Il prof. Andreoni (SIMIT) rimarca l’importanza di affrontare le emergenze a livello internazionale con l’adeguata preparazione
La formazione, specie quella a distanza, si conferma la “cura” più efficace per gli operatori sanitari. Lo è anche per difendersi dalle più pericolose epidemie che ancora oggi minacciano il mondo. In questa ottica, si sta ora rivelando fondamentale anche sul tema sempre più caldo delle cosiddette antibiotico-resistenze.
Formarsi ed informarsi – adeguatamente e con contenuti di qualità – rappresenta quindi la maniera migliore per poter svolgere la propria professione, tutelando a 360 gradi la salute dei pazienti in ogni angolo del pianeta. Un’esigenza, evidenziata ormai da tutti i governi, ed anche da quello italiano. Ne è una conferma il recente giro di vite sull’accreditamento obbligatorio ECM, iniziato con una consistente sforbiciata della lista dei medici competenti, depennati dal Ministero alla Salute per non aver maturato i crediti obbligatori nel triennio formativo. L’importanza della formazione anche per contrastare le infezioni e le antibiotico-resistenze è stata evidenziata anche dal presidente del SIMIT (Società Italiana Malattie Infettive e Tropicali), prof. Massimo Andreoni.
Le antibiotico resistenze in questo momento agitano tutto il mondo: Stati Uniti, Gran Bretagna, e anche il nostro Paese. Qual è la situazione?

• ELENCO COMPITI
1/ Traduci in inglese questa frase del testo sulla formazione sanitaria: "Le antibiotico resistenze in questo momento agitano tutto il mondo: Stati Uniti, Gran Bretagna, e anche il nostro Paese."
2/ Secondo il testo sulla formazione sanitaria, chi è il presidente della SIMIT?
3/ Prosegui il testo sulla formazione e le antibiotico-resistenze a partire dalla sua ultima frase.
Le righe riportate qui provengono da una fonte diversa.

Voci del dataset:
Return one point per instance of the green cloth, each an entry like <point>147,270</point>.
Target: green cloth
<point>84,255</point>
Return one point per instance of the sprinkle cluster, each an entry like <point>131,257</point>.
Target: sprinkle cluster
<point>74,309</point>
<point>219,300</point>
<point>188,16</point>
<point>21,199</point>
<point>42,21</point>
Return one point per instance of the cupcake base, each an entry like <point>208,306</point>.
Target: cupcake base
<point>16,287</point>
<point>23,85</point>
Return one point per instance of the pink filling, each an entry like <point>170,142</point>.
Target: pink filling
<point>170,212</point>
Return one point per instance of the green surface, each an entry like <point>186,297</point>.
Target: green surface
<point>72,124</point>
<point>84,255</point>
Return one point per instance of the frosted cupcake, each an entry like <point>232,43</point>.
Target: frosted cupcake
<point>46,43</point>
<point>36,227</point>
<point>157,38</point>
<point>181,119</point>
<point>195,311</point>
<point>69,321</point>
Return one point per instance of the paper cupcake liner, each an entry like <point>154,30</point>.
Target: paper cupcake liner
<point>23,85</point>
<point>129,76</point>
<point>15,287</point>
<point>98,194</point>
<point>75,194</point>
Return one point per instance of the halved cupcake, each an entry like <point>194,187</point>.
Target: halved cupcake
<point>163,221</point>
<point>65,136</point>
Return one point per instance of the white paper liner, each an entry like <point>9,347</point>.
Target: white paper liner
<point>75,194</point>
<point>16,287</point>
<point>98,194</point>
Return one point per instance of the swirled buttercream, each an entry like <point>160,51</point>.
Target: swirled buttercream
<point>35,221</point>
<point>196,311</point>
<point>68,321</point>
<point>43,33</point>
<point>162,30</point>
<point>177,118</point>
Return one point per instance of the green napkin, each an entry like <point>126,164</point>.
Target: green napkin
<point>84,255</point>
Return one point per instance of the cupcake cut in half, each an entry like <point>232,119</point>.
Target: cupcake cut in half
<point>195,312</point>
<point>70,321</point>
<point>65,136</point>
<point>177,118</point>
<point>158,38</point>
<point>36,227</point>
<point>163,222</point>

...

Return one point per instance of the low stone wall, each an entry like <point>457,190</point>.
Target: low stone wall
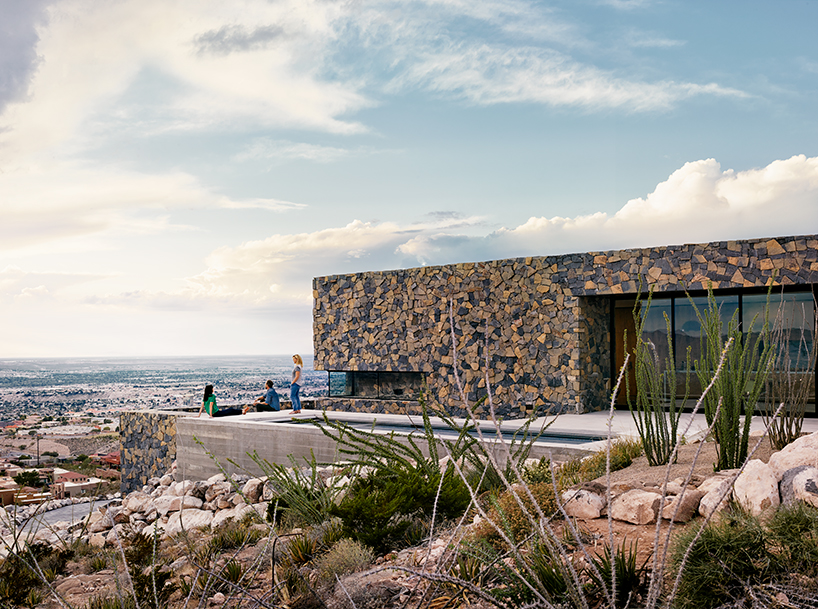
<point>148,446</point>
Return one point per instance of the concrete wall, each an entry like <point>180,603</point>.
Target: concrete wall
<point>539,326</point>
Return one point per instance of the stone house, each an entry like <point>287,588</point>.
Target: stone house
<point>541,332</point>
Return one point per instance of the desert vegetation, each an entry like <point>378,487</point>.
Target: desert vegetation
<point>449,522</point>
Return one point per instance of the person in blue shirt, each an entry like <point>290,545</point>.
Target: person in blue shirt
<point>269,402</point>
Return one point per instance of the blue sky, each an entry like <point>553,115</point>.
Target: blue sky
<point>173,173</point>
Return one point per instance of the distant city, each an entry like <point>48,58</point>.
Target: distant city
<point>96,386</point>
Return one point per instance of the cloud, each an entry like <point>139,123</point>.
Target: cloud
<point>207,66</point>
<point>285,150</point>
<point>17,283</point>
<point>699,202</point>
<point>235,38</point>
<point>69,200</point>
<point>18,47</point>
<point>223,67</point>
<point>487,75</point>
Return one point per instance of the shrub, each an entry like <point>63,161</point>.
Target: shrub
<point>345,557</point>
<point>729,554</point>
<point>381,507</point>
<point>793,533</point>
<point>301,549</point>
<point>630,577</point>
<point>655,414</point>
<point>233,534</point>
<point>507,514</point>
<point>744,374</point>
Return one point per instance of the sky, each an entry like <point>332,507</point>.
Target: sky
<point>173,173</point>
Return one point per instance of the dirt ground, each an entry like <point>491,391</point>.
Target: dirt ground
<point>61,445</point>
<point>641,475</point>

• RISPOSTE
1/ Antibiotic resistance is currently stirring up the whole world: the United States, Great Britain, and our country as well.

2/ Il prof. Massimo Andreoni.

3/
La situazione è quella che in realtà abbiamo già in qualche modo dichiarato da diversi anni. Negli ospedali si assiste ad un incremento progressivo di germi resistenti a quasi tutti gli antibiotici a nostra disposizione, generando un grande problema di sanità pubblica. Si calcola che ogni anno, in Italia, le infezioni causate da germi multiresistenti facciano tra i 5mila e i 7mila morti, e all’orizzonte non ci sono nuovi farmaci pronti a combatterli. L’allarme di un’epidemia mondiale è reale, e coinvolge anche l’Italia.
Un’emergenza sottolineata dallo stesso ministro della Salute Beatrice Lorenzin che ha esortato, oltre ad un’attenzione già esistente, un impegno comune e condiviso.
Certamente si può e si deve fare qualcosa. Innanzitutto imparare ad usare gli antibiotici in modo più consapevole: l’Italia è il Paese che ne utilizza il maggior numero, ed è un circolo vizioso che deve essere interrotto. Bisogna poi migliorare la gestione dei pazienti all’interno dell’ospedale, adottando le necessarie precauzioni igieniche che impediscano la circolazione di questi germi.
L’informazione e la formazione sono determinanti, per la classe medica, per fare fronte comune ed affrontare al meglio questo tipo di epidemie e di emergenze.
Assolutamente sì: un importante studio condotto in America e in Inghilterra dimostra che la formazione per i futuri medici deve iniziare sin dall’università. Ad oggi, i nostri interlocutori sono soprattutto i colleghi già attivi sul campo, compresi i medici di famiglia: a loro va insegnato a prestare grande attenzione nell’utilizzo degli antibiotici, che se da un lato hanno salvato milioni di vite umane rivelandosi un farmaco eccezionale, dall’altro vanno usati con parsimonia. Fondamentale, infine, prediligere gli antibiotici selettivi, e non quelli che “uccidono” indiscriminatamente: sono questi ultimi, infatti, a generare i germi resistenti.